-- begin Stored rows --

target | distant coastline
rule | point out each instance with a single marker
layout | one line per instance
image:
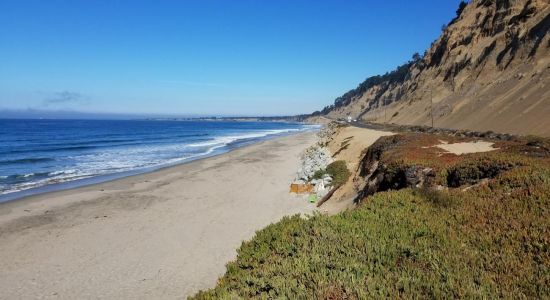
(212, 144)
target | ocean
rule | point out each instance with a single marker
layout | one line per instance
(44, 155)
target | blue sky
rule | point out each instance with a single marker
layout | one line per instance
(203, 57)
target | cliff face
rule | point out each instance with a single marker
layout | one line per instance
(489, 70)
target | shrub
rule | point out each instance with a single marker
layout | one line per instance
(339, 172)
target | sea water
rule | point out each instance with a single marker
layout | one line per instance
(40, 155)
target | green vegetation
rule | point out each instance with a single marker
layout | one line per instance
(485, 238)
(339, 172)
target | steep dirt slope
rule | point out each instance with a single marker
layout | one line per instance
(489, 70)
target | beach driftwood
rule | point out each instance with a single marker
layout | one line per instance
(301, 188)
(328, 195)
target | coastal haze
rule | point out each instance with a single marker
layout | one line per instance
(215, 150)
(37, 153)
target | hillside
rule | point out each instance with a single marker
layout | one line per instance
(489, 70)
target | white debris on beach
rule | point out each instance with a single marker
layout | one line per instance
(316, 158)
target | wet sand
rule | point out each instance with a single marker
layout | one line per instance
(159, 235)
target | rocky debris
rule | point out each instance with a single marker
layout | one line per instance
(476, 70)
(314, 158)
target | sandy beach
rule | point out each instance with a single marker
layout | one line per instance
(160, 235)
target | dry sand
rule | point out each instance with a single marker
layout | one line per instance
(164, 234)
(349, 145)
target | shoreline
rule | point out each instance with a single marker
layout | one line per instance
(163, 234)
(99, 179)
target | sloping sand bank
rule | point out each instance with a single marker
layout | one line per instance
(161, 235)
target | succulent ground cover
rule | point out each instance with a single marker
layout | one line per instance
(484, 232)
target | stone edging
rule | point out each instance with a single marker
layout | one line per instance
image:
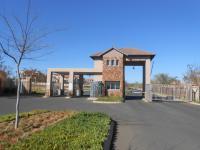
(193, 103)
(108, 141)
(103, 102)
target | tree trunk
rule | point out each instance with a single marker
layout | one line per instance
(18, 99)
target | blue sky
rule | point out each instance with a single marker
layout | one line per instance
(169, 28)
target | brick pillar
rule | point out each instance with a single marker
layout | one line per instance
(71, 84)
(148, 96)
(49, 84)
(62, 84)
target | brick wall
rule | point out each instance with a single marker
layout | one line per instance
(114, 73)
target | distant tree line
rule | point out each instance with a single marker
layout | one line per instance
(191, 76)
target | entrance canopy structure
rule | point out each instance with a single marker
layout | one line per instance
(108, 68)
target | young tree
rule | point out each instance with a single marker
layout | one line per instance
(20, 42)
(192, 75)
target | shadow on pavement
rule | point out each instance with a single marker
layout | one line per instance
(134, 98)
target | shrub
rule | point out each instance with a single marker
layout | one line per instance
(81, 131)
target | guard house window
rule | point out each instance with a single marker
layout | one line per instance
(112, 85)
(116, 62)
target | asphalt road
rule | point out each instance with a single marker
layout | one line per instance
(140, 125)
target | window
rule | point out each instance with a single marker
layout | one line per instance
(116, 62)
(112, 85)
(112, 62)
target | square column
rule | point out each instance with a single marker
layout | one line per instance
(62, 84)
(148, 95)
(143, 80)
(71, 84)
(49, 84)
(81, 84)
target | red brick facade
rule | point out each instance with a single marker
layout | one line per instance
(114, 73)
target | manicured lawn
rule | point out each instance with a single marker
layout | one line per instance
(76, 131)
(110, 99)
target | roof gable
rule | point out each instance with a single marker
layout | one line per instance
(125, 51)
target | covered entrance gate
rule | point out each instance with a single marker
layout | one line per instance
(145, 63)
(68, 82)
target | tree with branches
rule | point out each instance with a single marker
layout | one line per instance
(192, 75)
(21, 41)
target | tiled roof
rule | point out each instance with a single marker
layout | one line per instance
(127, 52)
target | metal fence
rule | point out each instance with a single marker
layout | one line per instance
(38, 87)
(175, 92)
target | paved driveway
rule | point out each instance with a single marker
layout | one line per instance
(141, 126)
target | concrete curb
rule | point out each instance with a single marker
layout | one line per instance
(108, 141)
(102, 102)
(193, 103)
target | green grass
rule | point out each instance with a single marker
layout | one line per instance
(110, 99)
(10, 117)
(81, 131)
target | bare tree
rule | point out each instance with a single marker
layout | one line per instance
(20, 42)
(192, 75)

-- end Stored rows --

* _Task description_: Copy everything from the line containing "target | tree with branches" down to the end of the records, requests included. In the answers, scale each point coordinate by 2.3 and round it to a whole number, rounding halves up.

* _Response to this exercise_:
target | tree with branches
rule | point out each instance with a single marker
layout | one line per instance
(442, 173)
(48, 94)
target | tiled roof
rule | point out each instance with a single marker
layout | one line per instance
(292, 120)
target | metal fence
rule | point out each instance with a single marker
layout | one line per instance
(87, 200)
(403, 212)
target | paved driveway
rule | point out each instance with a single marker
layout | one line per instance
(324, 290)
target | concrete curb
rule | point out each instance with a single marker
layout | one line per instance
(248, 324)
(235, 235)
(444, 237)
target | green grass
rule | point out each instance with a single marker
layout | one line per instance
(253, 228)
(23, 269)
(186, 301)
target | bare tree
rule | point out each instance with a single marker
layout | one line per instance
(46, 97)
(442, 173)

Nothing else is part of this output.